**Data excerpts:**
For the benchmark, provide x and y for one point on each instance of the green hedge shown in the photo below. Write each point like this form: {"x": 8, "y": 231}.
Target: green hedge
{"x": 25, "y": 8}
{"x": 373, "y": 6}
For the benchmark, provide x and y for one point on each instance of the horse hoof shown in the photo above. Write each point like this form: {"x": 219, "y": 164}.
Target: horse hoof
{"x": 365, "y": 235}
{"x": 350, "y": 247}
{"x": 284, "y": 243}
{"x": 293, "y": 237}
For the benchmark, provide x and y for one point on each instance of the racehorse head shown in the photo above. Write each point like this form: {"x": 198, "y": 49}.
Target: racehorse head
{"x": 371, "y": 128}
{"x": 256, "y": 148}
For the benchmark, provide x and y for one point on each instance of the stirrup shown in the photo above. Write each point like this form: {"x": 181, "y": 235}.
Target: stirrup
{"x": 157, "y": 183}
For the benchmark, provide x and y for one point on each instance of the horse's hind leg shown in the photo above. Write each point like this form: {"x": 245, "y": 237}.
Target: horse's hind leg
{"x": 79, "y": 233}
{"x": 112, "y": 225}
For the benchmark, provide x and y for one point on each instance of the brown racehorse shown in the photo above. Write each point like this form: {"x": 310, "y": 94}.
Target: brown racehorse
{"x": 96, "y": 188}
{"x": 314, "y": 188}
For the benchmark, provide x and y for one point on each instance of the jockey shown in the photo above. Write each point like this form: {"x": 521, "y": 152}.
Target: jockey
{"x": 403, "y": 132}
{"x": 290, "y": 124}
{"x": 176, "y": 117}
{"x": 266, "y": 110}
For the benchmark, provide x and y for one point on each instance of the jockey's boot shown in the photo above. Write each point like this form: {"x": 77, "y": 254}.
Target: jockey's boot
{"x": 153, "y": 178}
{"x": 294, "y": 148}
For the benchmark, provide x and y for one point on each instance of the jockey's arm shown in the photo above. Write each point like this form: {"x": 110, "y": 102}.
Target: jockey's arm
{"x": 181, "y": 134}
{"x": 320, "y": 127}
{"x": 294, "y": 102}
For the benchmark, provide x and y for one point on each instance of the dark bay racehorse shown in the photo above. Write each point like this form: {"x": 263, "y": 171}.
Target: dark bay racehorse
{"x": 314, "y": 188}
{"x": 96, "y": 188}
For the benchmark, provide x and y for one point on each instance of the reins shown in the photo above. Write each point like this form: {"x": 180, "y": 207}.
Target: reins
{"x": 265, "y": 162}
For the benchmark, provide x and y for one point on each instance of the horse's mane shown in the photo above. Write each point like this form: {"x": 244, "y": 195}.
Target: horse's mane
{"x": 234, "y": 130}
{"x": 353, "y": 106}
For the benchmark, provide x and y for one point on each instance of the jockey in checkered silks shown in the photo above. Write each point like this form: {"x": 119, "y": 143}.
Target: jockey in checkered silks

**Description of the task:** Copy all of the data above word for word, keeping every line as it stands.

**Right answer:**
For the benchmark, provide x and y for one point on each instance of the green hedge shown in the photo below. Write each point like this form: {"x": 8, "y": 231}.
Target: green hedge
{"x": 25, "y": 8}
{"x": 373, "y": 6}
For the benchmark, provide x and y for one point on each instance of the horse hoof shown in the photo above. Write each point like this form: {"x": 219, "y": 164}.
Target: horse hoof
{"x": 365, "y": 235}
{"x": 350, "y": 247}
{"x": 284, "y": 243}
{"x": 293, "y": 237}
For the benchmark, provide x and y for one point on each instance of the racehorse head shown in the photo above. Write each point like this form: {"x": 198, "y": 49}.
Target: racehorse head
{"x": 371, "y": 128}
{"x": 256, "y": 148}
For the benchmark, provide x and y for one point on each instance of the stirrup shown in the photo above. Write each point like this form: {"x": 181, "y": 235}.
Target: stirrup
{"x": 157, "y": 183}
For the benchmark, provide x and y for one point on each instance of the horse's hind leg shown in the photo above. Write each point like this form: {"x": 245, "y": 237}.
Target: horse's hind leg
{"x": 79, "y": 233}
{"x": 112, "y": 225}
For the benchmark, provide x and y for one point on each instance of the brown racehorse shown in the photo above. Write each point like this form: {"x": 310, "y": 94}.
Target: brown racehorse
{"x": 96, "y": 188}
{"x": 314, "y": 188}
For the benchmark, provide x and y for one point on each instance of the jockey shown in the photo above. Write each point like this form: {"x": 521, "y": 152}.
Target: jockey
{"x": 403, "y": 132}
{"x": 290, "y": 124}
{"x": 176, "y": 117}
{"x": 266, "y": 110}
For the benchmark, provide x and y for one point on each instance of the jockey's boot shown in the photo above. Write each point like this form: {"x": 77, "y": 254}.
Target: jockey's boot
{"x": 153, "y": 178}
{"x": 294, "y": 148}
For the benchmark, provide x and y for one point on each instance of the jockey's arm shown in the photo above. Write each point like this form: {"x": 110, "y": 102}.
Target: jockey's arm
{"x": 181, "y": 134}
{"x": 320, "y": 127}
{"x": 294, "y": 102}
For the benchmark, provide x and y for one point on each instance of the dark bay racehorse shown in the photo above. Write each point like this form: {"x": 263, "y": 171}.
Target: dark bay racehorse
{"x": 314, "y": 188}
{"x": 96, "y": 188}
For the benchmark, provide x and y for one point on each instance of the reins shown in the photo above. Write each point like this form: {"x": 180, "y": 207}.
Target: reins
{"x": 265, "y": 162}
For the benchmark, provide x and y for one point on each instance of the horse's mane shown in the photo above. Write each point like this form: {"x": 244, "y": 195}.
Target: horse's mane
{"x": 234, "y": 130}
{"x": 353, "y": 106}
For the benchmark, provide x and y for one point on each instance of the jockey in checkered silks shown in the photo above. Write each point like this form: {"x": 119, "y": 143}.
Target: jockey in checkered silks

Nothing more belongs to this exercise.